§ Excerpt
---

Beyond the DocFix, the panel's consensus was that American medicine is under siege during a time of sweeping change, but Asch suggested that many doctors suffer a disconnect with that reality. "A lot of them recognize that costs are too high," he said. "And they even recognize that physicians are part of the problem but they often fail to internalize that. It's quite common to see physicians and other stakeholders in the industry have some abstract understanding of where the problem is and, at the same time, no sense of real ownership of the fact that they are part of that problem."

The panel emphasized that the issue of physician income is about more than just fee rates or provider payments. For instance, the debate over income variations among different types of doctors is a major point of contention within the profession. It's usually framed with charts showing primary care doctors and pediatricians at the bottom and specialists like cardiologists and neurologists at the top, making twice as much money.

'Incomes far out of proportion'
"On that," said Grande, "the issue is both one of fairness and of 'how do we establish a balanced workforce capable of producing the type of healthcare we think the country needs?' Primary care physicians look at the specialists and see that their incomes are far out of proportion to the additional training those specialties require."

---

§ Records provided
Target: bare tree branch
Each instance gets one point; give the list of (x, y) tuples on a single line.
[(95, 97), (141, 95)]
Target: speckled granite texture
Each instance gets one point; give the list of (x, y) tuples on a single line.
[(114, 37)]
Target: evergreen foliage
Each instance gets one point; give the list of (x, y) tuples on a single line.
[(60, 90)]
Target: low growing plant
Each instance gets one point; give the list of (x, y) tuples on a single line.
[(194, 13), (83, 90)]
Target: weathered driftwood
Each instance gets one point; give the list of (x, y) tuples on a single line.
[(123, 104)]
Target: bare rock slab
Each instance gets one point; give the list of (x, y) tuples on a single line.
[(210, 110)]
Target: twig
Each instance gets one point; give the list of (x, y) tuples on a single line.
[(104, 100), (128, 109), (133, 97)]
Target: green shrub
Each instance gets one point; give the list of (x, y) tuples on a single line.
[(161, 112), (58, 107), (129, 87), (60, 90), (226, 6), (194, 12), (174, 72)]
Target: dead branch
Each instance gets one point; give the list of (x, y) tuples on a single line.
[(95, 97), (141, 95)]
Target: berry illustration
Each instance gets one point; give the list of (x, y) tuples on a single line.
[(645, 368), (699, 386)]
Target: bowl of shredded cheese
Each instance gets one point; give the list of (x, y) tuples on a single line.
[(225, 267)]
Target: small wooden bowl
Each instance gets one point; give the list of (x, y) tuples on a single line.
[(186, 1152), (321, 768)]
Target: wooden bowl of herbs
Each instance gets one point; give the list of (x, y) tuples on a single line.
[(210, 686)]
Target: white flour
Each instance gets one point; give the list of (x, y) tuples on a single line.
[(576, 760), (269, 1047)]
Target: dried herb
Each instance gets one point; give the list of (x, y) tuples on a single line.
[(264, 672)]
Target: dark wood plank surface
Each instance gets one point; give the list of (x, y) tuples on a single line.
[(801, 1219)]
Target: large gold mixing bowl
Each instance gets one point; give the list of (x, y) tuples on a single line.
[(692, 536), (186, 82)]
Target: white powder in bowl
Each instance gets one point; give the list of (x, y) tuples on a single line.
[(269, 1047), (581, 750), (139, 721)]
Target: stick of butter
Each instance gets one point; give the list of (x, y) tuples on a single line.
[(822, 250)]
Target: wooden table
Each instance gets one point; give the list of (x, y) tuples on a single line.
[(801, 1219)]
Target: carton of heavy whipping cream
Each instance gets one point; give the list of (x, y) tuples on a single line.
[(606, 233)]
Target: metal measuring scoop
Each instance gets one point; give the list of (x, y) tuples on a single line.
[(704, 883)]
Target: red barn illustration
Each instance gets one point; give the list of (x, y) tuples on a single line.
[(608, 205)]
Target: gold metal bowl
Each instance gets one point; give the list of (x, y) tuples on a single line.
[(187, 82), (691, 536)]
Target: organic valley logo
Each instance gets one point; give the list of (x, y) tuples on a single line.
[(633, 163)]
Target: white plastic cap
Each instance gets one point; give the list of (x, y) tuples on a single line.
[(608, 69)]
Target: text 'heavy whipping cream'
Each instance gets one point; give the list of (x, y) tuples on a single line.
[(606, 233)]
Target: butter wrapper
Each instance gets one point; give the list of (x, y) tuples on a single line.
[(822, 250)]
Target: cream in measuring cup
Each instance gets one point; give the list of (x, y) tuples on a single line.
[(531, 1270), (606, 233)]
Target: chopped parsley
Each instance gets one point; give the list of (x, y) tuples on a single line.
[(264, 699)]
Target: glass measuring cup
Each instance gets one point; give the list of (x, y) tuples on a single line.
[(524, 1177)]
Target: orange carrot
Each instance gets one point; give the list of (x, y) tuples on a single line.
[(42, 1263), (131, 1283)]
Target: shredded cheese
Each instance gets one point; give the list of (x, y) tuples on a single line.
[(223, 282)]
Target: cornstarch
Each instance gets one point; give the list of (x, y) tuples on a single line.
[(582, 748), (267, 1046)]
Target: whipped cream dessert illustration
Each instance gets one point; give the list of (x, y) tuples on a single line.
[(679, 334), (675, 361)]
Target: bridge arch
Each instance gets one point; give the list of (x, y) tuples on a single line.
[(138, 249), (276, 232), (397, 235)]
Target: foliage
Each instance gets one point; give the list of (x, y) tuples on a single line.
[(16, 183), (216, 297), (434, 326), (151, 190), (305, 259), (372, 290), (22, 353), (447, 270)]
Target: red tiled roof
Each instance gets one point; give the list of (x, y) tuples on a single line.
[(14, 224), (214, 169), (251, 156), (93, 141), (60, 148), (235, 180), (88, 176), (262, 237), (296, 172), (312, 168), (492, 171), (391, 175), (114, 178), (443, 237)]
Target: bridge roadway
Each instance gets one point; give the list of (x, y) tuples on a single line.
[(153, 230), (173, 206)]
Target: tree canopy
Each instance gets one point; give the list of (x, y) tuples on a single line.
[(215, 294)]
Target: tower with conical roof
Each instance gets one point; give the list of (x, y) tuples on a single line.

---

§ Task requirements
(1) Duplicate the stretch of the excerpt on physician income from "The panel emphasized" through "as much money.".
(2) Answer these questions from the excerpt on physician income:
(a) According to Asch, what do many doctors recognize about costs?
(b) Which types of doctors are usually shown at the bottom of the income charts?
(c) Against what do primary care physicians judge specialists' incomes to be far out of proportion?

§ Written responses
(1)
The panel emphasized that the issue of physician income is about more than just fee rates or provider payments. For instance, the debate over income variations among different types of doctors is a major point of contention within the profession. It's usually framed with charts showing primary care doctors and pediatricians at the bottom and specialists like cardiologists and neurologists at the top, making twice as much money.

(2)
(a) That costs are too high.
(b) Primary care doctors and pediatricians.
(c) The additional training those specialties require.